### EXERCISE DETAILS
Continue the forum thread on systemd service hardening in nixpkgs, starting right after its last post.

### READING TEXT
>> Begin
How about we abstract these types of services on top of systemd.services.<name>
?
E.g.:
systemd.hardware-services.<name>
systemd.network-services.<name>
systemd.privileged-services.<name>
systemd.unpriviliged-services.<name>
- …
The interface would the same as systemd.services.<name>
but with different defaults befitting their general purpose/class of service.
I’d actually love to have it implemented in a whitelist manner though with systemd.unpriviliged-services.<name>
as the base and the purpose-specific services whitelisting privileges that most i.e. networking services need.
That’s a cool idea! Makes it very obvious if a service has been hardened yet, so you don’t need to go trawling through nixpkgs to check
I think it’s vague, a network-service class could have programs such as
- unbound
- nsd
- samba
you can’t really have the same hardening for them, unbound could work without persistent data requirement, nsd could use only an user defined configuration, samba would need to access the filesystem.
I don’t think classes of this kind could be used.
Using systemd-analyze security
is the way to see how a service is hardened, so you don’t have to dig in nixpkgs
Emphasis on default - nix allows overriding these things really easily for the specific service you need already. This proposal just reduces boilerplate, makes it easier for contributors with less experience to know what they should be setting, and advertises that these things are possible to those who don’t know yet.
Your mixins-alike approach is similar, and probably matches the underlying setting types better, but this one fits better within the existing nixpkgs module system. I think both are good suggestions.
>> End
### RECORDED DATA
>> Begin
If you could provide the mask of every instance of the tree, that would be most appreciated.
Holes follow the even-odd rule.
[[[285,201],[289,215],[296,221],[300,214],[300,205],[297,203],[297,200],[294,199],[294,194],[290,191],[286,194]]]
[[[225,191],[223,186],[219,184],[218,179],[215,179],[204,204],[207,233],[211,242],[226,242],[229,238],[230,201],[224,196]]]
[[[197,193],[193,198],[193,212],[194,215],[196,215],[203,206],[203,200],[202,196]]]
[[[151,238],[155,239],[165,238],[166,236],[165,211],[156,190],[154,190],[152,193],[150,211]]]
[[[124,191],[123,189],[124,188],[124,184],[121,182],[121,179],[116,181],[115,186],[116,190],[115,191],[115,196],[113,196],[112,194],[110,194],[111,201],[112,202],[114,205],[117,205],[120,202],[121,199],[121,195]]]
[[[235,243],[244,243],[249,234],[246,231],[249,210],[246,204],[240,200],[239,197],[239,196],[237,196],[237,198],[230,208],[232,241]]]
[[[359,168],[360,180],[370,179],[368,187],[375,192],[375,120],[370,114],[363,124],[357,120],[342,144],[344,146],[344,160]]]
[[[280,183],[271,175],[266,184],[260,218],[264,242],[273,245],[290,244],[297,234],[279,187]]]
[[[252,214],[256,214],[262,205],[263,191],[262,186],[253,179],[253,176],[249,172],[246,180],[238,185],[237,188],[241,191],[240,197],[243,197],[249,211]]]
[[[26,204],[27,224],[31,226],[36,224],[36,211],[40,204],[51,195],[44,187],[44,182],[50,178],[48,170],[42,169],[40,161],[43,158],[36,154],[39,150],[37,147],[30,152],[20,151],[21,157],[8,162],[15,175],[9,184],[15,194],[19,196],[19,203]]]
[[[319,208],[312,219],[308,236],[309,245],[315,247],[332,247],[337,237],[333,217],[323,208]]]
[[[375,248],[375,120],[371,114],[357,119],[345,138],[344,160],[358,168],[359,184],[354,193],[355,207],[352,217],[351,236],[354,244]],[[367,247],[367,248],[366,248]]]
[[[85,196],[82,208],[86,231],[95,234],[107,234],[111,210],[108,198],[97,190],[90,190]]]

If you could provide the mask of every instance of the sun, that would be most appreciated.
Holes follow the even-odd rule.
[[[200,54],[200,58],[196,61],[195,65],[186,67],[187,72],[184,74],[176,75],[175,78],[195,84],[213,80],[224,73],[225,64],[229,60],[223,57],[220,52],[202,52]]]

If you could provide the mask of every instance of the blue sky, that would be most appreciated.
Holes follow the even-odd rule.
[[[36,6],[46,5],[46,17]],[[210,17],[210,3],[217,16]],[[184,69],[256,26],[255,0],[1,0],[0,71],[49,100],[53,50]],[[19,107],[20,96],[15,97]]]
>> End
### THE OUTPUT
only works if I have the service already installed, which if I’m considering whether I should be using one I probably don’t - and installing it for the sake of checking is about as much effort as looking at its module (perhaps less, considering download times vs my existing local copy of nixpkgs).
But yes, systemd-analyze security
is very handy for checking the state of my running system
Indeed, I didn’t think about the case in which you would want to know about the service without installing it.
There is a bunch of good practices and code examples about how to
securize systemd services in nix-bitcoin project:
Nginx has a bunch of recommended*
options around security. These options set the defaults for other options. Maybe such a scheme is applicable to systems services as well?
systemd.services.<name>.recommendedHardening
or splitting it up into multiple recommendations. Because this only sets defaults of other options, you can still easily override it for a specific service.